» **The problem**
Can you continue the passage below on the Prosecution's reply to Rwamakuba's Response from the point where it stops?

» **Quoted text**

16.              With respect to Rwamakuba’s Response, the Prosecution confirms its intention to establish the individual criminal responsibility of the Accused for commission of crimes in Gikomero and Butare, and not to rely on the joint criminal enterprise doctrine. It specifies however that the question of what evidence it may adduce to establish the responsibility of the Accused is a different issue and will not necessarily be limited to events in those two locations that concern Rwamakuba. The Prosecution reiterates its commitment to call no more than twenty witnesses against Rwamakuba, including one expert witness. It alleges that references to command responsibility in the proposed separate Indictment are appropriate since it intends to argue that Rwamakuba’s capacity to order or instigate killings was enhanced by his status as a member of the interim government. The Prosecution opposes Karemera’s objection to severance, arguing that the reduction of the charges against one Accused, and not the others, does not violate the Accused’s right to equality.

» **Data excerpts**
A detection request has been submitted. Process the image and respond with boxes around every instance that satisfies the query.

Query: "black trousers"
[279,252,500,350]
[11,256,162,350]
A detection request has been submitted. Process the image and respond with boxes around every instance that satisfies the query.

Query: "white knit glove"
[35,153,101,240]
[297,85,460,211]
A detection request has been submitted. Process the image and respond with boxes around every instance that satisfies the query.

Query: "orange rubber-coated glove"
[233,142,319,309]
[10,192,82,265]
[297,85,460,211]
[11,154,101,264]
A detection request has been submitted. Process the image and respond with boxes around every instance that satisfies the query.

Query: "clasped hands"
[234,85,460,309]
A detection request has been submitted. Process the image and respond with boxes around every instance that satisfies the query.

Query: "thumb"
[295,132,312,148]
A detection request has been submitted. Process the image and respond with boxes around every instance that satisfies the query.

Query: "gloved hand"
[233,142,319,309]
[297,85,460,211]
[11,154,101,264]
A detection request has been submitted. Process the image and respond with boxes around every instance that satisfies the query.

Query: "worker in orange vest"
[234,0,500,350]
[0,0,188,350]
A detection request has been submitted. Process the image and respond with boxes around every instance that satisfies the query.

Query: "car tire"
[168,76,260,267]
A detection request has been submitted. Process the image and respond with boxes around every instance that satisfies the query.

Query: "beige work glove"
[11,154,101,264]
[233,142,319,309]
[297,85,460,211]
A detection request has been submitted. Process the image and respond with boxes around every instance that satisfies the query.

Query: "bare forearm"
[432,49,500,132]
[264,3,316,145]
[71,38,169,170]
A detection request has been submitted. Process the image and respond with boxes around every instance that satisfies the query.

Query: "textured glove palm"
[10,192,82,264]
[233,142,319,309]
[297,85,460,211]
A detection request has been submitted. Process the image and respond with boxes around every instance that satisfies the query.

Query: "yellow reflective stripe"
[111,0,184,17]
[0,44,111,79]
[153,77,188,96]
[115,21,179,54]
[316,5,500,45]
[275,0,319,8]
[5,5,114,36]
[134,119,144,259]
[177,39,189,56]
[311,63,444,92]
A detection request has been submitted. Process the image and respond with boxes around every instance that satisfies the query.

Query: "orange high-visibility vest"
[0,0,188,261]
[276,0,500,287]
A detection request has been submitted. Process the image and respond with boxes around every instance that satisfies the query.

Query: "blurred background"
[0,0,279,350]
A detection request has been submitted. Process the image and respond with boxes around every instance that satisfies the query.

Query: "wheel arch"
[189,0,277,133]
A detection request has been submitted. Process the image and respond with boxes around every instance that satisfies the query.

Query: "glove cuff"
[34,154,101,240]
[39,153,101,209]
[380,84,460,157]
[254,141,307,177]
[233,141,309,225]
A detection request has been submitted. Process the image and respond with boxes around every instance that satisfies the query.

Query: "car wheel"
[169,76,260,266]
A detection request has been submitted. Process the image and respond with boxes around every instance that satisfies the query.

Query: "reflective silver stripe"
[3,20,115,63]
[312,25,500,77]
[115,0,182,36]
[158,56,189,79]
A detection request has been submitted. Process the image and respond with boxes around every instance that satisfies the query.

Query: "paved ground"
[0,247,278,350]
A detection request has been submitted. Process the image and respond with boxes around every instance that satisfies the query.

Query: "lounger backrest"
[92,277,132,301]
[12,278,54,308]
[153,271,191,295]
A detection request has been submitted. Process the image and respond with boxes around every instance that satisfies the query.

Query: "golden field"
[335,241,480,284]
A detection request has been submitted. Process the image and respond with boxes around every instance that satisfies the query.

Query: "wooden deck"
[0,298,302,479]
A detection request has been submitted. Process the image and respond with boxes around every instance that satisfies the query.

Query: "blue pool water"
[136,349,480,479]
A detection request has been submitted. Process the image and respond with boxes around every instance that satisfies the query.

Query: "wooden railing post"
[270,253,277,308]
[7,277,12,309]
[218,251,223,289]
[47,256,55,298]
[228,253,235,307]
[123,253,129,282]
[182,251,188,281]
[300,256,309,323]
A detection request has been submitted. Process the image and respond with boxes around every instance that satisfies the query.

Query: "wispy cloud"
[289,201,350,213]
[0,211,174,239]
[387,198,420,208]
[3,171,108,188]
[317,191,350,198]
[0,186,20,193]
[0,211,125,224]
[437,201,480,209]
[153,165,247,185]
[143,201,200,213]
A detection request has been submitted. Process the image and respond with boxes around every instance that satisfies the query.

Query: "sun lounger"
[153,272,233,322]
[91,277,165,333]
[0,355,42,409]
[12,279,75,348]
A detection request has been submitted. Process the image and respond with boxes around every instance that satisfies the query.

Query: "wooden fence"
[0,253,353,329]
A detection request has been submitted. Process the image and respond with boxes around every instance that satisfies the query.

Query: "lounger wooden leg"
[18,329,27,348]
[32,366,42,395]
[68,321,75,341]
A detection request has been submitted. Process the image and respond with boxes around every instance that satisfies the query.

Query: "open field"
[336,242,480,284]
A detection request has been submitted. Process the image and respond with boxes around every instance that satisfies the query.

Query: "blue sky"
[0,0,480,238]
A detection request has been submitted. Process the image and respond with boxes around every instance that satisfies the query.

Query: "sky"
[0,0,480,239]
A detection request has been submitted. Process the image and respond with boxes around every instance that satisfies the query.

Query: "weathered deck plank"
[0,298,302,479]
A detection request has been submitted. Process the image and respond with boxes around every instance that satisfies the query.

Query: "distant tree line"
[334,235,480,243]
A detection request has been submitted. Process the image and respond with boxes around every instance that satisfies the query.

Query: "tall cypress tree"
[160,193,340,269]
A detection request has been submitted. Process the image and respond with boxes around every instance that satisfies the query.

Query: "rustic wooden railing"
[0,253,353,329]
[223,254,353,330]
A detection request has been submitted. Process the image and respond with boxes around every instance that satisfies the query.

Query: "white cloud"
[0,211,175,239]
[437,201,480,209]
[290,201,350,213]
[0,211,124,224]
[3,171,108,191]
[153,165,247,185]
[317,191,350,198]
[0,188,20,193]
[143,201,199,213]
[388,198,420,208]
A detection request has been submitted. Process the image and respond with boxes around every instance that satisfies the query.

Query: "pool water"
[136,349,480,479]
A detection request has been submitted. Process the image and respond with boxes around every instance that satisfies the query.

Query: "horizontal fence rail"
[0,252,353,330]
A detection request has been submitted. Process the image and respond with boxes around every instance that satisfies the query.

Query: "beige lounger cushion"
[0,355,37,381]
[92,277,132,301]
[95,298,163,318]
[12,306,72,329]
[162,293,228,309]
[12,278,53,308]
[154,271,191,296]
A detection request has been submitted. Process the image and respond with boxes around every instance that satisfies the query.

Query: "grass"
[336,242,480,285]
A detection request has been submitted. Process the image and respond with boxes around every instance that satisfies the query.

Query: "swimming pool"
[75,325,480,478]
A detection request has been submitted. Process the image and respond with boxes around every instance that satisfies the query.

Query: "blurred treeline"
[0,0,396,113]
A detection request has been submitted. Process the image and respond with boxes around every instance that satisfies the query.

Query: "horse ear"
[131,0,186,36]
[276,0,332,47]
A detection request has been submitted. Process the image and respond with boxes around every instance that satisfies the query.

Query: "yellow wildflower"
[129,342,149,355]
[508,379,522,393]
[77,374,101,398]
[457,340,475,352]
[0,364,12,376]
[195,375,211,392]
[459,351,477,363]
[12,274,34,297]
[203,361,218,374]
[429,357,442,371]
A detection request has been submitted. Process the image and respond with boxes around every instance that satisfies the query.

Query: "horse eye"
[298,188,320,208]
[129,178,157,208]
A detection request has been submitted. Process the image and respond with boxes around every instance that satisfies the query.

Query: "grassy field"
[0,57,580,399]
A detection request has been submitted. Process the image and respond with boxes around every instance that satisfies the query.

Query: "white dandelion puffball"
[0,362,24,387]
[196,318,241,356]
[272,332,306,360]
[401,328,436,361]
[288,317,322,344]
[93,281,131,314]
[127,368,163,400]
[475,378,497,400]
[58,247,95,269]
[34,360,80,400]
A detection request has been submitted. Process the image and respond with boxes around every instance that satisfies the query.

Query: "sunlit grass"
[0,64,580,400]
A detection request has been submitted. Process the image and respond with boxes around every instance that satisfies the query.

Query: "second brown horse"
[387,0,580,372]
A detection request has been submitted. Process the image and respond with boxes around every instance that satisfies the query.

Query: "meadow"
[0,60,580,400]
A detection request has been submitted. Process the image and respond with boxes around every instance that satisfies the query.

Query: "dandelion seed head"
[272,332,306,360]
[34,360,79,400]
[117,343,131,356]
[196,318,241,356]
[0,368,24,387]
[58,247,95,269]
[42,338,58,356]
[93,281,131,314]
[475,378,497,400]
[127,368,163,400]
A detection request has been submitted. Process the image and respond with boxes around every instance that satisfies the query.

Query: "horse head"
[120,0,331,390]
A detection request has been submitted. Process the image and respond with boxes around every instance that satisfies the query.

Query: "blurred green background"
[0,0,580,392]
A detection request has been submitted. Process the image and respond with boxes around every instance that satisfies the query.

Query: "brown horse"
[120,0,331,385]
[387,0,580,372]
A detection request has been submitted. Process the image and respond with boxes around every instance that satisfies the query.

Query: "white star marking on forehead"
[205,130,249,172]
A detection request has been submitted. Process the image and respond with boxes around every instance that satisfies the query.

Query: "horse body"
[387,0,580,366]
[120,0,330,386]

» **Exercise answer**
17.              Concerning the request for leave to amend the Indictment, the Prosecution reiterates its acknowledgement that the proposed amendments would amount to new charges necessitating a further initial appearance and allowing further preliminary motions. It contends that Rule 50 of the Rules does not give the right to the Accused to make submissions on whether a prima facie case exists. It opposes therefore Karemera’s request to stay the proceedings and Nzirorera’s request to file a brief commenting on the supporting material. Finally, with respect to the power of ad litem Judges to adjudicate on the current Motion, the Prosecution contends that it is not a matter properly placed before the Chamber.

Nzirorera’s Reply to Prosecution Reply

18.              The Defence for Nzirorera contends that there is no reason to prohibit the filing of a brief listing the lack of supporting material as regards four allegations in the proposed Amended Indictments.  It relies upon a Separate Opinion of Judge Dolenc delivered on 8 October 1999.[13] It alleges that, contrary to the Prosecution allegation, the appropriate time to file such a brief would be after the filing of a final Amended Indictment, pursuant to the Chamber’s authorization. In addition, the Defence claims that it has not been permitted to travel to Arusha to consult with his client on the proposed Amended Indictment and the supporting material. Accordingly, it requests to be heard before any decision on confirmation of the Amended Indictment is given.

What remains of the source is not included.